■ 引用文:

ニュース

2027年の国内IoT市場は9兆1877億円規模、物流や医療の分野で需要が高まる~IDC Japan調査

 IDC Japan株式会社は1日、国内IoT市場について、2022年の実績と2027年までの予測に関するアップデートを発表した。国内IoT市場におけるユーザー支出額は、2022年の実績が6兆818億円、2022年~2027年の年間平均成長率は8.6%で、2027年には9兆1877億円に達すると予測している。

 IDC Japanでは、今回の調査によると、農業フィールド監視、スマート倉庫管理、院内クリニカルケア、テレマティクス保険などのユースケースで成長性が高いことが明らかになったと説明。これらのユースケースについて、2023年~2027年の予測期間を通じて、年間平均成長率12~15%の高い成長を見込んでおり、こうしたユースケースを中心に、IoT市場全体として支出額が堅調に増加すると予測している。

■ 作業項目 A:
国内IoT市場の記事で成長性が高いとされているユースケースを、すべて挙げてください。
■ 作業項目 B:
国内IoT市場の記事の続きを、最後の文の後から示してください。

■ 表示一覧:

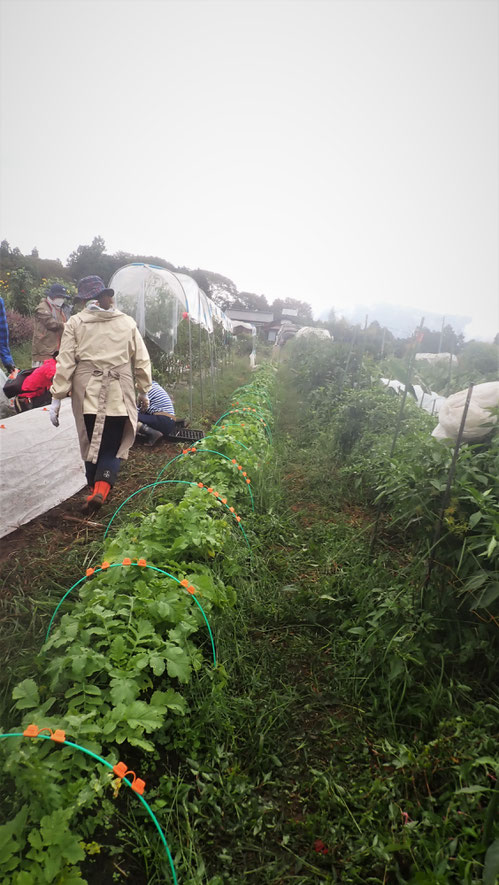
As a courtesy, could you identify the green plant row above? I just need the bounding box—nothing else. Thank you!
[0,370,273,885]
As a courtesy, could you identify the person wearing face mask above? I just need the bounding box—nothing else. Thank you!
[49,276,152,513]
[31,283,69,367]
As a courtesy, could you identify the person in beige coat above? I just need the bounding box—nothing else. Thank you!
[49,276,152,511]
[31,283,69,367]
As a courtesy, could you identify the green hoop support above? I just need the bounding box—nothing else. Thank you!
[213,409,272,443]
[0,731,178,885]
[156,446,255,512]
[43,562,217,668]
[192,432,251,452]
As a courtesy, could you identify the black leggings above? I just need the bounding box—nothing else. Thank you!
[83,415,128,486]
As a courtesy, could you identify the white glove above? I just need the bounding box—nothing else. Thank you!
[49,397,61,427]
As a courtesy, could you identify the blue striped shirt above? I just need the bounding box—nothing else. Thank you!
[146,381,175,415]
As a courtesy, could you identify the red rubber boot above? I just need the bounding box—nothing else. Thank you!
[81,479,111,513]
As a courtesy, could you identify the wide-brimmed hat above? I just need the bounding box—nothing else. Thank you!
[46,283,71,298]
[77,276,114,301]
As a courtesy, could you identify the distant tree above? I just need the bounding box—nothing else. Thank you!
[271,298,313,323]
[67,237,116,283]
[188,267,237,310]
[7,267,36,316]
[231,292,270,310]
[419,324,464,353]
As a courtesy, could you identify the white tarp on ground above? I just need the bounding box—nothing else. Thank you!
[432,381,499,442]
[379,378,445,415]
[416,352,457,366]
[0,399,86,538]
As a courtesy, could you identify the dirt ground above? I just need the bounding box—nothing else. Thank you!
[0,440,180,572]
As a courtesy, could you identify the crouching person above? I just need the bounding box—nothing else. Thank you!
[14,350,58,412]
[50,276,151,512]
[137,381,177,446]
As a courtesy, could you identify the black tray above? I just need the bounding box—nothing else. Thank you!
[165,427,204,442]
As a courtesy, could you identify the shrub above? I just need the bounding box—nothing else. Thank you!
[6,310,33,344]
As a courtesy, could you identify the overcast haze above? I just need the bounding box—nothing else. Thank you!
[0,0,499,339]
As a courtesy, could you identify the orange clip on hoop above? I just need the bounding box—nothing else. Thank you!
[113,762,146,796]
[132,777,146,796]
[50,728,66,744]
[23,725,40,737]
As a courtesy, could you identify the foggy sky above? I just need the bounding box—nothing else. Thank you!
[0,0,499,338]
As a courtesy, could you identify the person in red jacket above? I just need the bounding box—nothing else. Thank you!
[14,350,59,412]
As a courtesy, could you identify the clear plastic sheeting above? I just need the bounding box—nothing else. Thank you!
[416,352,458,366]
[432,381,499,442]
[296,326,333,341]
[0,399,86,538]
[109,264,232,354]
[379,378,445,415]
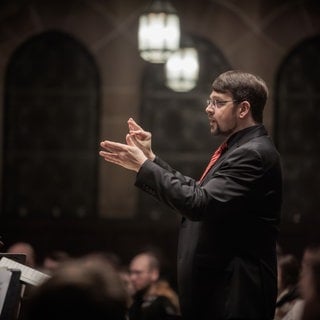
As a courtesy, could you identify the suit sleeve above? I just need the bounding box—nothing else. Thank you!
[135,148,265,221]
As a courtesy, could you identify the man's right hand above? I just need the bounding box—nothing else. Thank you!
[128,118,156,161]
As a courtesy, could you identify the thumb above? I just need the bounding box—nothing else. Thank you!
[126,134,135,146]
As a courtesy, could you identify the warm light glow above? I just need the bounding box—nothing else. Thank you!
[138,3,180,63]
[165,48,199,92]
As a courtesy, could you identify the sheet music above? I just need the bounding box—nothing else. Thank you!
[0,257,50,286]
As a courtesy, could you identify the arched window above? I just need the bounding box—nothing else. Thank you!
[275,36,320,223]
[2,31,99,219]
[138,36,230,219]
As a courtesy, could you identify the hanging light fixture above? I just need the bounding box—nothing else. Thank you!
[138,0,180,63]
[165,38,199,92]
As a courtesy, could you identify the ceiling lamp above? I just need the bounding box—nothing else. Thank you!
[165,46,199,92]
[138,0,180,63]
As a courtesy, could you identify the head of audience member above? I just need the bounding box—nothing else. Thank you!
[42,250,70,274]
[25,257,128,320]
[7,242,36,268]
[300,246,320,320]
[278,254,300,292]
[129,251,160,292]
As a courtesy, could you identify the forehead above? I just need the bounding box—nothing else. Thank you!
[210,90,232,99]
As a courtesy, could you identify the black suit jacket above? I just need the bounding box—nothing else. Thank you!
[136,125,282,320]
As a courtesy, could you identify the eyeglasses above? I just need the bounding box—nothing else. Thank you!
[207,99,237,108]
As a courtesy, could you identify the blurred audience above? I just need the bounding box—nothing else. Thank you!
[6,242,36,268]
[23,256,128,320]
[275,254,300,320]
[129,251,179,320]
[300,245,320,320]
[41,250,71,274]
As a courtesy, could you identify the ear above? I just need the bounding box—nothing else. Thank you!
[239,101,251,119]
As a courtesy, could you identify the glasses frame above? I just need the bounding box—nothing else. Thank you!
[206,99,239,108]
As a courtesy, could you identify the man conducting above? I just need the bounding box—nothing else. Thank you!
[100,70,282,320]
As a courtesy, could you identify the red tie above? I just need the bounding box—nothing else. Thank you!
[199,142,227,182]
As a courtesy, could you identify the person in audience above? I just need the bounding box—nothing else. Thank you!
[300,245,320,320]
[128,251,179,320]
[7,241,36,268]
[275,254,300,320]
[23,256,128,320]
[41,250,71,274]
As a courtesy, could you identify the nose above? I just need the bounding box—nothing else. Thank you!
[205,104,214,114]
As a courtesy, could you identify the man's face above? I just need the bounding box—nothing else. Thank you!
[130,255,158,291]
[206,91,238,136]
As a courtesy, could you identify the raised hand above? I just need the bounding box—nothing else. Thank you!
[128,118,155,160]
[99,134,147,172]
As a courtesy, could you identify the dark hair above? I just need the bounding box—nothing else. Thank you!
[212,70,268,123]
[24,258,128,320]
[278,254,300,288]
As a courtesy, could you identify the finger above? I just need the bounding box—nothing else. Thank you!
[100,140,127,152]
[126,134,135,146]
[128,118,143,131]
[99,151,120,164]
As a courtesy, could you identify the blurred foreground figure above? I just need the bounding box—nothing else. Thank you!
[300,246,320,320]
[129,252,179,320]
[23,257,128,320]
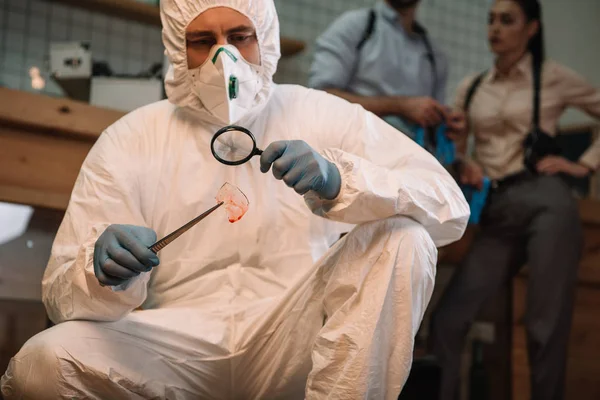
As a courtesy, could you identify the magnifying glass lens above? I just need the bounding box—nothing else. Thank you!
[211,126,261,165]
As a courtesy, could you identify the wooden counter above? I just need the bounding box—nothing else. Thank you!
[0,88,124,210]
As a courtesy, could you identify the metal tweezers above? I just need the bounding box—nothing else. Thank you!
[148,202,224,254]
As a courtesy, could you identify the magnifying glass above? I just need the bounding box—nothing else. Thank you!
[210,125,262,165]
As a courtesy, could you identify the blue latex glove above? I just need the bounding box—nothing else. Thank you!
[94,225,159,286]
[260,140,342,200]
[460,177,491,224]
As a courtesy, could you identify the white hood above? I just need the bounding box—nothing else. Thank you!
[160,0,280,123]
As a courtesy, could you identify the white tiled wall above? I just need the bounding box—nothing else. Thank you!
[275,0,491,101]
[0,0,490,101]
[0,0,163,95]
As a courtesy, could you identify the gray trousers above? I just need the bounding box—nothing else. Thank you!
[431,176,583,400]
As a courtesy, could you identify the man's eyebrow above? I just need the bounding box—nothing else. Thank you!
[226,25,254,35]
[185,31,214,38]
[185,25,254,39]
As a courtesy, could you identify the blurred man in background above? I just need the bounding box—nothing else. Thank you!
[309,0,464,145]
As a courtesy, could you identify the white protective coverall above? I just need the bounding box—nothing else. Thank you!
[2,0,469,400]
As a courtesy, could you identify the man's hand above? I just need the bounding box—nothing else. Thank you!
[400,97,448,128]
[460,160,484,190]
[446,110,468,141]
[260,140,342,200]
[94,225,159,286]
[537,156,591,178]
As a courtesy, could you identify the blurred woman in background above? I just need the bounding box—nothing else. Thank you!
[431,0,600,400]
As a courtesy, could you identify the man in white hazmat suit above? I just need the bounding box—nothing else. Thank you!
[2,0,469,399]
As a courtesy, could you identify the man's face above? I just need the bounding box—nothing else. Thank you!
[185,7,260,69]
[387,0,420,9]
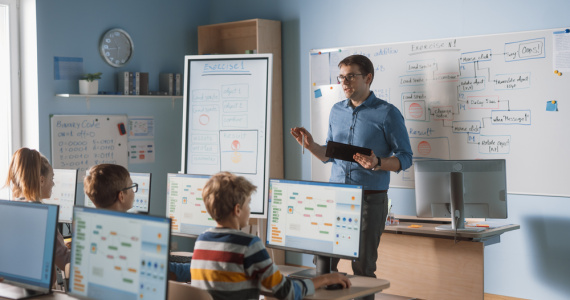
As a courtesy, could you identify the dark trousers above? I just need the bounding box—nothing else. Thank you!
[331,193,388,300]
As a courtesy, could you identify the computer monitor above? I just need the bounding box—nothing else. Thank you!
[0,200,59,299]
[127,172,152,214]
[42,169,77,223]
[266,179,363,277]
[84,172,152,214]
[166,173,217,237]
[414,159,507,229]
[69,206,170,299]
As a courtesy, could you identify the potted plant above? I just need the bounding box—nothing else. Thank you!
[79,72,103,95]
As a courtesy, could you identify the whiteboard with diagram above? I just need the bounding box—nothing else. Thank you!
[310,28,570,196]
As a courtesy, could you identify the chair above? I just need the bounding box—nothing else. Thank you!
[168,280,214,300]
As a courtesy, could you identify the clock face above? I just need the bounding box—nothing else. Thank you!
[99,28,134,67]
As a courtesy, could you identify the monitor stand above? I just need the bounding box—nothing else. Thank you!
[289,255,346,279]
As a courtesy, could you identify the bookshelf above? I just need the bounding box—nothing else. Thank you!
[198,19,285,265]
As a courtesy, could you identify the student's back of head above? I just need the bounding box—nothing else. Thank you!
[5,148,53,201]
[202,172,256,223]
[83,164,134,211]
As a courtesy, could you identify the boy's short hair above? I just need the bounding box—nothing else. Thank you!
[202,172,257,222]
[83,164,131,208]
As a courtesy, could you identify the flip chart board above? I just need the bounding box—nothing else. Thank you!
[310,28,570,196]
[181,54,273,217]
[51,115,128,176]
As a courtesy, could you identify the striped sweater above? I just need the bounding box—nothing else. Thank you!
[190,228,315,300]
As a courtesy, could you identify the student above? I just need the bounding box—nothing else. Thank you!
[190,172,350,299]
[4,148,71,270]
[83,164,190,282]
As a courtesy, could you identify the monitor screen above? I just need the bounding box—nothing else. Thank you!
[0,200,59,297]
[69,206,170,299]
[84,172,151,214]
[266,179,363,259]
[43,169,77,223]
[414,159,507,219]
[166,174,217,237]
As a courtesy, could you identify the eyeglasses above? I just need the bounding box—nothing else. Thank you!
[336,74,364,83]
[121,183,139,193]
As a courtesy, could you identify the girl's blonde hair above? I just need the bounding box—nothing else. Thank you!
[4,148,51,202]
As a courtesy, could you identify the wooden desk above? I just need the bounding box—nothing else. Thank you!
[0,291,77,300]
[264,266,390,300]
[338,222,520,300]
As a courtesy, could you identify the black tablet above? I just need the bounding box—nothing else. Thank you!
[325,141,372,162]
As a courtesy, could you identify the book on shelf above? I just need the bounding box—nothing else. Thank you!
[117,72,129,95]
[174,73,182,96]
[158,73,174,95]
[133,72,141,95]
[127,72,134,95]
[139,72,148,95]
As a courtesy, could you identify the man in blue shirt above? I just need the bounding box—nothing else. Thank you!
[291,55,412,296]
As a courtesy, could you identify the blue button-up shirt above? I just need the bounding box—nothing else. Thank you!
[326,92,412,190]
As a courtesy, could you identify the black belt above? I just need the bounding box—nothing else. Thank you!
[364,190,388,195]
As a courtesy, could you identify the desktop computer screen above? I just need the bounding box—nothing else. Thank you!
[266,179,363,276]
[42,169,77,223]
[84,172,152,214]
[166,174,217,237]
[0,200,59,298]
[69,206,170,299]
[414,159,507,229]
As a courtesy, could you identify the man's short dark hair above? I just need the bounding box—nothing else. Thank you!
[338,54,374,84]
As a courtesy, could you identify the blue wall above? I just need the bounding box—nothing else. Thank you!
[37,0,570,299]
[210,0,570,299]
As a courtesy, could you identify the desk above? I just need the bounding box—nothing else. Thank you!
[338,221,520,300]
[0,291,77,300]
[264,266,390,300]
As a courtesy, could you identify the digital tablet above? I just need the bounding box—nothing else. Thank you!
[325,141,372,162]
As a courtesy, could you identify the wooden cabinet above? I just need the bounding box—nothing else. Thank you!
[198,19,285,265]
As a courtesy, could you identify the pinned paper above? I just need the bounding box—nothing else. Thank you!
[315,89,323,98]
[546,100,558,111]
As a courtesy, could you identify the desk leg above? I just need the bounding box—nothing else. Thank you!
[338,232,484,300]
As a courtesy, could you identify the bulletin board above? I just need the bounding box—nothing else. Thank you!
[310,28,570,197]
[50,115,128,179]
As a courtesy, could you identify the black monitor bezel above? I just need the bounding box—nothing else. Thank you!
[0,199,59,294]
[129,171,152,215]
[265,178,364,260]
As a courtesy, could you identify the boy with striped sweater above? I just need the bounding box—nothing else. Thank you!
[190,172,350,299]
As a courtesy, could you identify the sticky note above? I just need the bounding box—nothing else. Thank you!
[546,100,558,111]
[315,89,323,98]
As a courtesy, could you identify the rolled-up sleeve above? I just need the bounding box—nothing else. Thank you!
[384,107,413,172]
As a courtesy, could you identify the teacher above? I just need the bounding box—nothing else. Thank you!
[291,55,412,292]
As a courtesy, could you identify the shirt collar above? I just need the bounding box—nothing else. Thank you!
[345,91,376,108]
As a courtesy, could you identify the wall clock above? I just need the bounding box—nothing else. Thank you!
[99,28,135,68]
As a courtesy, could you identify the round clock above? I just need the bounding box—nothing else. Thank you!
[99,28,135,67]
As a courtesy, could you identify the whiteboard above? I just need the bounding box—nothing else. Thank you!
[181,54,273,217]
[310,28,570,197]
[51,115,128,176]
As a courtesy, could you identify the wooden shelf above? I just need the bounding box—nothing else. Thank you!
[55,94,182,99]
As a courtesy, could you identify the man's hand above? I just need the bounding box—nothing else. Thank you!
[352,151,379,170]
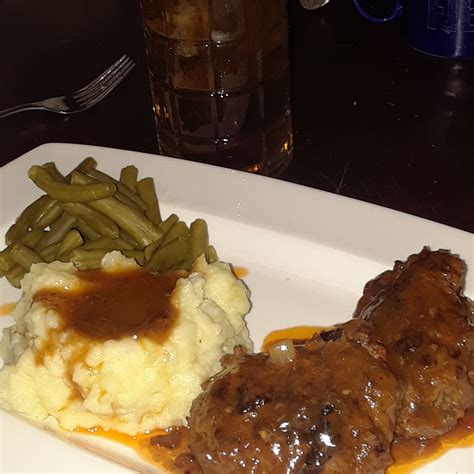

■ 解答欄 A:
農業フィールド監視、スマート倉庫管理、院内クリニカルケア、テレマティクス保険

■ 解答欄 B:
 また、2024年4月の労働時間規制の強化により、物流や医療の分野で人手不足の影響が強まり、業務効率化に資するIoTソリューションの需要が高まると予測。さらに、高性能なカメラを内蔵するスマートフォンの普及による、画像センサーの価格下落に伴う監視カメラの低価格化と、画像認識AIの技術進化を背景に、画像に関するユースケースでIoTソリューションの導入が増加していることや、IoT向けの通信では、2022年3月に機能仕様を凍結した3GPPのリリース17に含まれるNTN(Non-Terrestrial Network)準拠のNB-IoTなどに対応した、IoT向けの衛星通信サービスが利用できるようになりつつあるとしている。

 IDC JapanのInfrastructure & Devicesリサーチマネージャーである山下頼行氏は、「SIerや通信事業者は、人手不足の影響でIoTソリューション市場が成長する物流分野に注力すべきである。また、テクノロジー別では、高い成長率が見込まれるアプリケーション、セキュリティ、アナリティクスのソフトウェアや、IoTプラットフォームなどの開発に注力すべきである」と述べている。